Source text:
Rosford Street Reserve, or Rosford Reserve, is an urban park and nature reserve situated in the western suburbs of Sydney, New South Wales, Australia. The reserve contains an open grassland, woodlands and recreational areas surrounded by native plants, such as eucalyptus trees. Janice Crosio Oval is a fenced sports ground incorporated within the reserve. The park is one of the largest in the Fairfield LGA area.

History
Prospect Creek, which winds through the reserve, was an important source of food for the local Aboriginal Australians. The creek contained a number of shell middens, which were also weighty to the natives. After European settlement, in around 1883, the area that was to be Reserve was 11 hectares and was used to grow vegetables up until 1974. The athletics tracks and grandstand were built in the late 1970s and that area was named Janice Crosio Oval in 1995. The Reserve was added to through a series of land acquisitions by the Fairfield City Council by 1987.

Records:
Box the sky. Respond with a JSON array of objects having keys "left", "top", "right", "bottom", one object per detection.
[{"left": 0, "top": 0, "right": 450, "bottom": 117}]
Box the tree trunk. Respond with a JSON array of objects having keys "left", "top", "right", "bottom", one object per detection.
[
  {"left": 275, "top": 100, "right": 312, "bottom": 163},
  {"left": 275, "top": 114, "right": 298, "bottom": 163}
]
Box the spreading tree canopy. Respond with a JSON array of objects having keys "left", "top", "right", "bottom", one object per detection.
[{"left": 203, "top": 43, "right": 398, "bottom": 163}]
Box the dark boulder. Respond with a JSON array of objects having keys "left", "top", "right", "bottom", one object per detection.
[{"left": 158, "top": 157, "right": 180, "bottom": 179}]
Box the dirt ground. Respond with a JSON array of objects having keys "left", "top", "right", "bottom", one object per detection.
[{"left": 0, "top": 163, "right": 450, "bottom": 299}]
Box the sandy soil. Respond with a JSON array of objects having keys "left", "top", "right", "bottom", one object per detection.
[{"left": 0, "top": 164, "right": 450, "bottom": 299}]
---
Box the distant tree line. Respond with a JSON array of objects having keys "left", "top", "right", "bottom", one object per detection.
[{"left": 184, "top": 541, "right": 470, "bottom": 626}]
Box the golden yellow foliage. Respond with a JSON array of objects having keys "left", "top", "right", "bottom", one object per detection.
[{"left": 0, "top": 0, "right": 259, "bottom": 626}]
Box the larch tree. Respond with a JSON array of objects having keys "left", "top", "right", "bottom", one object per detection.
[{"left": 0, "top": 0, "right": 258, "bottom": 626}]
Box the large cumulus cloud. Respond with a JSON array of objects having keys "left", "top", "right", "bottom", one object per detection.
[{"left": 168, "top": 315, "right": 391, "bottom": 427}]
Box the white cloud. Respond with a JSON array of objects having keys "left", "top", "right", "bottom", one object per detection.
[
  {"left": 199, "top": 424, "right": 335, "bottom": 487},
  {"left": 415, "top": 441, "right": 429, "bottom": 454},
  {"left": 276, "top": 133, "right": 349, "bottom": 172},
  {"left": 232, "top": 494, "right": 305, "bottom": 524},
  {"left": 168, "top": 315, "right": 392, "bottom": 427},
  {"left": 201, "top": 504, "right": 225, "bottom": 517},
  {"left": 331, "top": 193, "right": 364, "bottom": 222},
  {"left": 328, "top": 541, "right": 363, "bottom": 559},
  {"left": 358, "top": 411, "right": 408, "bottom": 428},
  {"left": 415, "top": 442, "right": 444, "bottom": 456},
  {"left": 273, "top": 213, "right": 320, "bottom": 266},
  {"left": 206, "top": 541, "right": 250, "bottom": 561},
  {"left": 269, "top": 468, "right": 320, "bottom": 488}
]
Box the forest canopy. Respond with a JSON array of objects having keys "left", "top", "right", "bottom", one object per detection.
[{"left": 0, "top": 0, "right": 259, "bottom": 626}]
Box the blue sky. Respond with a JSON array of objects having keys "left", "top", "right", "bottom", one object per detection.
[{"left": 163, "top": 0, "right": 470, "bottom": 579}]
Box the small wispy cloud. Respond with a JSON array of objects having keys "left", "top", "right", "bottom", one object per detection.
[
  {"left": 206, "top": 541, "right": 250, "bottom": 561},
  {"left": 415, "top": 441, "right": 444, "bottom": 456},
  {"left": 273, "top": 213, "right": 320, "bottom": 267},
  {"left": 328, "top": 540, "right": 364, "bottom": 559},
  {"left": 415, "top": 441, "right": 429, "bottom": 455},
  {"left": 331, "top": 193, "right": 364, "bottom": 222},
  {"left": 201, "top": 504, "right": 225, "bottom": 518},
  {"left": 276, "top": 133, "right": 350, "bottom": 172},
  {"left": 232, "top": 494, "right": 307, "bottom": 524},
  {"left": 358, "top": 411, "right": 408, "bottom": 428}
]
==
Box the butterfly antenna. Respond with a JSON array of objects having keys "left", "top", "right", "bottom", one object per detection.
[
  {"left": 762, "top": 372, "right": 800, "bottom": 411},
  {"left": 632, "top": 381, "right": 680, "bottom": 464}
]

The problem: Return the Rosford Street Reserve text word for word between "Rosford Street Reserve, or" and "Fairfield LGA area.", inclusive.

Full output:
Rosford Street Reserve, or Rosford Reserve, is an urban park and nature reserve situated in the western suburbs of Sydney, New South Wales, Australia. The reserve contains an open grassland, woodlands and recreational areas surrounded by native plants, such as eucalyptus trees. Janice Crosio Oval is a fenced sports ground incorporated within the reserve. The park is one of the largest in the Fairfield LGA area.